**INFORMATION PROVIDED**:

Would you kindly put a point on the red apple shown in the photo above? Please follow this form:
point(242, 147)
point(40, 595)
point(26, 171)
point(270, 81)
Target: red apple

--

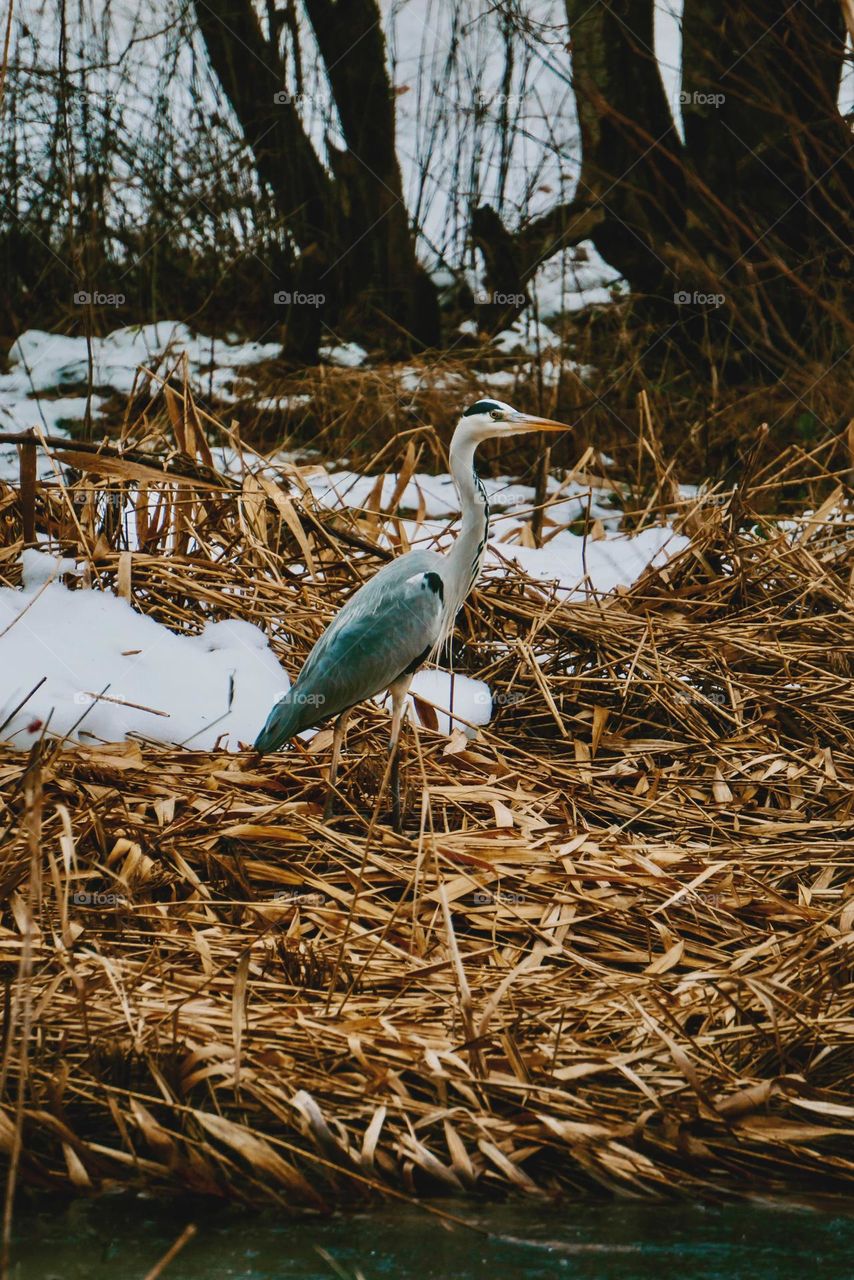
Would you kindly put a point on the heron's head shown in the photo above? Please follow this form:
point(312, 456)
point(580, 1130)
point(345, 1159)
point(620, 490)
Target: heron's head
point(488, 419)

**EXERCISE INSTRUCTIONS**: The answer is the run of lines above from the line containing "point(242, 147)" through the line containing "Target: red apple", copied exactly and alone.

**SOLUTION TO THE PROBLEM**:
point(242, 147)
point(40, 595)
point(26, 171)
point(270, 81)
Target: red apple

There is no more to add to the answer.